> **EXTRACTED TEXT**:
__________________________________________________
Serving Larchmont Village, Hancock Park, and the Greater Wilshire neighborhoods of Los Angeles since 2011.

Who Stole the American Dream? with Hedrick Smith at Ebell Club

hedrick-smith

We all worry about the world our children and grandchildren will inherit, and today there’s more reason than ever for concern. Hedrick Smith explains how things got so unpredictable in a talk at the Ebell on the themes of his new book, Who Stole the American Dream? on Wednesday, May 8 at 7:30 pm. Tickets are $10.

Who-Stole-the-American-DreamCopies of the book are available at Chevaliers, which has agreed to donate 10% of the purchase price to the Ebell. Chevalier’s will also offer the book for sale during the event, for Smith to sign.

Smith, a member of the Pulitzer Prize-winning team that produced the Pentagon Papers for The New York Times, has won other awards, including a solo Pulitzer for International Reporting from Russia and Eastern Europe. He describes the insights his research for Who Stole the American Dream? turned up:

“This is a reporter’s book, so my work began with lots of questions. Despite my decades of reporting, this book turned up loads of discoveries and surprises for me. For example, I didn’t know that the main victims of subprime loans were prime borrowers with good credit records. I didn’t know that homeowners lost $6 trillion to the big banks and Wall Street investors while the housing boom of the 2000s was going up! I didn’t know that the 401 (k) plan was never created as a national retirement program and that the results since the 1980s have been so bad that the median balance is only about $18,000.”

Smith adds, “My biggest surprise was that Louis Powell, the corporate attorney named to the Supreme Court in late 1971 by President Nixon, was actually a Paul Revere for a pro-business political revolt that changed the landscape of power in Washington and that still affects our politics and policies today.”
__________________________________________________
> **DATASET EXTRACT**:
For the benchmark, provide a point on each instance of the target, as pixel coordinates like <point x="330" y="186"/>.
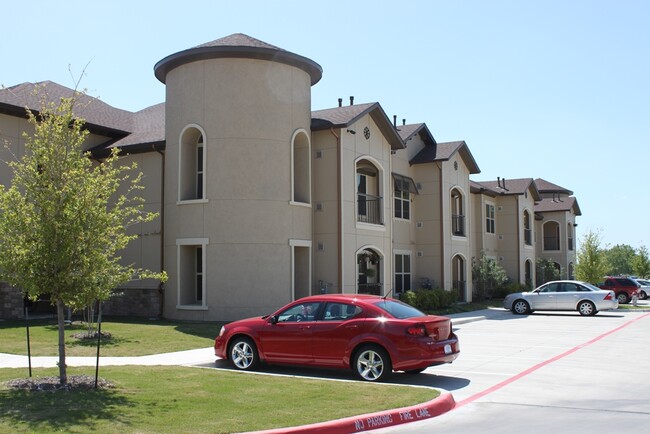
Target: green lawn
__________________________________________________
In the announcement of Hedrick Smith's talk at the Ebell, what share of the book's purchase price has Chevaliers agreed to donate to the Ebell?

10% of the purchase price